== DATA FOR THE TASK ==

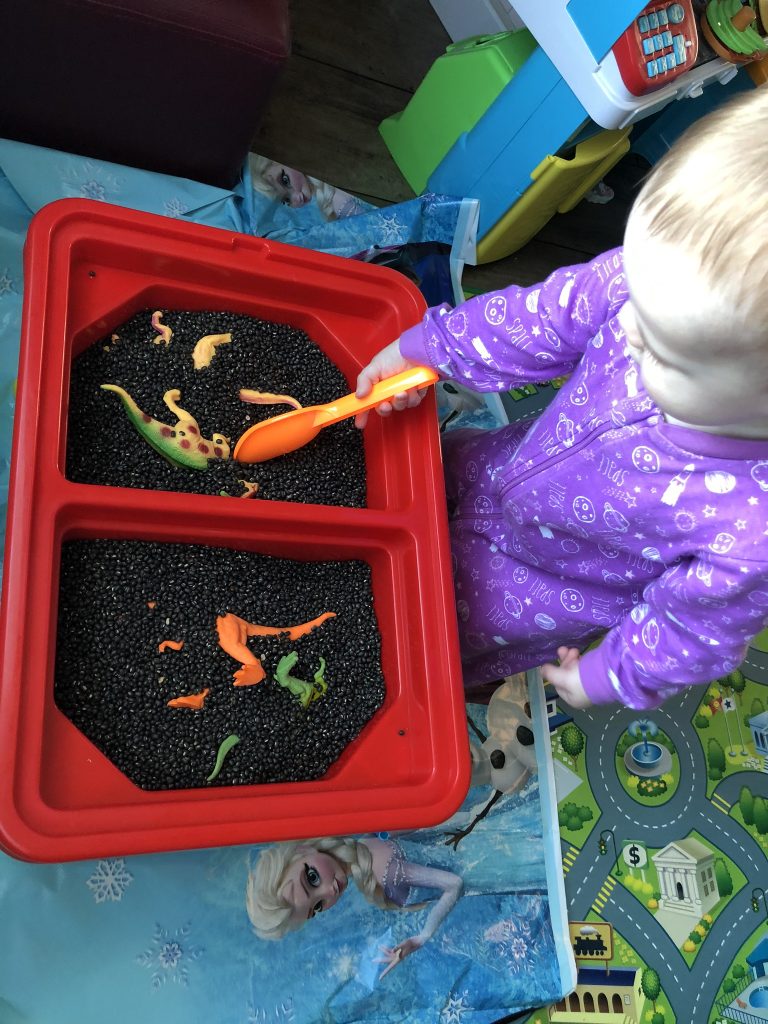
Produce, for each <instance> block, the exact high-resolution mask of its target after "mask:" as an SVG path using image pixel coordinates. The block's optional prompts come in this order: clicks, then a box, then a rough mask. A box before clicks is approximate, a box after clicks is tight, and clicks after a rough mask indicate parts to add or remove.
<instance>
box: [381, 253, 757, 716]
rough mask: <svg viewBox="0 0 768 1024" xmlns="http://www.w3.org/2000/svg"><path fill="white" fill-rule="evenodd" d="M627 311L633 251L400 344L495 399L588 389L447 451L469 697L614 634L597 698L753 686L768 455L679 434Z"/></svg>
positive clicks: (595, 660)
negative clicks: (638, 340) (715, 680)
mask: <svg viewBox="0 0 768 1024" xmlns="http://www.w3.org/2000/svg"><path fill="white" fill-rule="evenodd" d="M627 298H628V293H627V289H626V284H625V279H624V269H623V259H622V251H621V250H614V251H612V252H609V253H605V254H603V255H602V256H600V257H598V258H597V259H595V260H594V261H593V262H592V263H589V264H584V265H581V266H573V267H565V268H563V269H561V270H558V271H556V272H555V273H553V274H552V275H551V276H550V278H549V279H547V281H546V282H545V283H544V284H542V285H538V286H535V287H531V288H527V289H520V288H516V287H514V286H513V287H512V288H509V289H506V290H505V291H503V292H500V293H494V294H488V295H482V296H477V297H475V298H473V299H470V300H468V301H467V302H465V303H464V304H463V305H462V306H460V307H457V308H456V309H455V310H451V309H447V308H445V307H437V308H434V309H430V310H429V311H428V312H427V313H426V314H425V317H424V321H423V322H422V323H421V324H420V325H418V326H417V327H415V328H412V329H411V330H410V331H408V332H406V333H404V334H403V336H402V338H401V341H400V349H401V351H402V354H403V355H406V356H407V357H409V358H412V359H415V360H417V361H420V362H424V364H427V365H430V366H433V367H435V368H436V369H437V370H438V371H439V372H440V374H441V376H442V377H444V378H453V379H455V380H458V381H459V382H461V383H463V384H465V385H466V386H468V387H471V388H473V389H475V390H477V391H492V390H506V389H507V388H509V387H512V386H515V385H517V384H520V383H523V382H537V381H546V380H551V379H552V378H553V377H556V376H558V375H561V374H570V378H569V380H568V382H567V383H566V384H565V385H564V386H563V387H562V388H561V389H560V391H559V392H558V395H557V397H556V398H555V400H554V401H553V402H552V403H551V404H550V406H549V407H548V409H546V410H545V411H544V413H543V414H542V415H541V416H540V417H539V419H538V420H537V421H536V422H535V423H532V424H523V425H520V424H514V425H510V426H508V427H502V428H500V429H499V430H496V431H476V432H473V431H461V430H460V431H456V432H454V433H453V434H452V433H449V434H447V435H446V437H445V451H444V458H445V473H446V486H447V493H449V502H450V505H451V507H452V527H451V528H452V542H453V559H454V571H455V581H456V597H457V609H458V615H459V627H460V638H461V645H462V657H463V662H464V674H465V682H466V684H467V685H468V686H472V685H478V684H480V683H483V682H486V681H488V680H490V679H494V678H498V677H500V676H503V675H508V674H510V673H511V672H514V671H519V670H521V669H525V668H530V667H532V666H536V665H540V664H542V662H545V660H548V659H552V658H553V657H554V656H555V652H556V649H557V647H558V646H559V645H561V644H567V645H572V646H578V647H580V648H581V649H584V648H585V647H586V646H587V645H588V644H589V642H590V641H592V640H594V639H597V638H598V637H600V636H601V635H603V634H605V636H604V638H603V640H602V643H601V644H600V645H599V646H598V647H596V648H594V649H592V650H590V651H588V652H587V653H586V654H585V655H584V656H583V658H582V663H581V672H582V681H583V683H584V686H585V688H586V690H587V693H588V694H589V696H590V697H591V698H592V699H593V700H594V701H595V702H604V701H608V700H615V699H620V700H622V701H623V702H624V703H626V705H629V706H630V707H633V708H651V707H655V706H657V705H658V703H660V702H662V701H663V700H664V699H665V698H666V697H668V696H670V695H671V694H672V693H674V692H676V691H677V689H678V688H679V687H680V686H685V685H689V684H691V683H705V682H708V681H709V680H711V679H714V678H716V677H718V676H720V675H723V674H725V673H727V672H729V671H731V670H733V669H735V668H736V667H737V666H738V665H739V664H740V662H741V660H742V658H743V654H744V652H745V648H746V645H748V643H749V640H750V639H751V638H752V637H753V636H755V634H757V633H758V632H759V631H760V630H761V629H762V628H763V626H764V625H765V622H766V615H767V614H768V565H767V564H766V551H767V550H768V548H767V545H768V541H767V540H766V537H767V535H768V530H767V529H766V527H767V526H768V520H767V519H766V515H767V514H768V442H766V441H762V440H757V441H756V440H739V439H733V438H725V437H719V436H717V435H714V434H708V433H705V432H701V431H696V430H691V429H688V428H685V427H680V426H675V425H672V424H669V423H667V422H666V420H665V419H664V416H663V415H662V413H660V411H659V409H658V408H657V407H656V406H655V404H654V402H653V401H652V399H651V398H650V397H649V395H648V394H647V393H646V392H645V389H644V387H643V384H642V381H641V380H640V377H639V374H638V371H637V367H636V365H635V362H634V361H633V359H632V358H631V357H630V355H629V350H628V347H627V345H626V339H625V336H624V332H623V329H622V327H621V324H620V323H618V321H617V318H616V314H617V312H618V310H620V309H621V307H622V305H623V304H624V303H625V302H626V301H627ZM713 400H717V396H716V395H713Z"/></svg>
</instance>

===

• [WHAT YOU NEED TO DO]: Within the entries above, find every line where the string "instance" occurs, and copy it.

• [WRITTEN RESPONSE]:
Produce, for each <instance> block, the exact high-resolution mask of its target after "mask:" as an SVG path using image pixel coordinates. The block's optional prompts come in this order: clicks, then a box, then a rough mask. A box before clicks is approximate, a box after clicks is tight, and clicks after a rough mask indicate parts to add or remove.
<instance>
</instance>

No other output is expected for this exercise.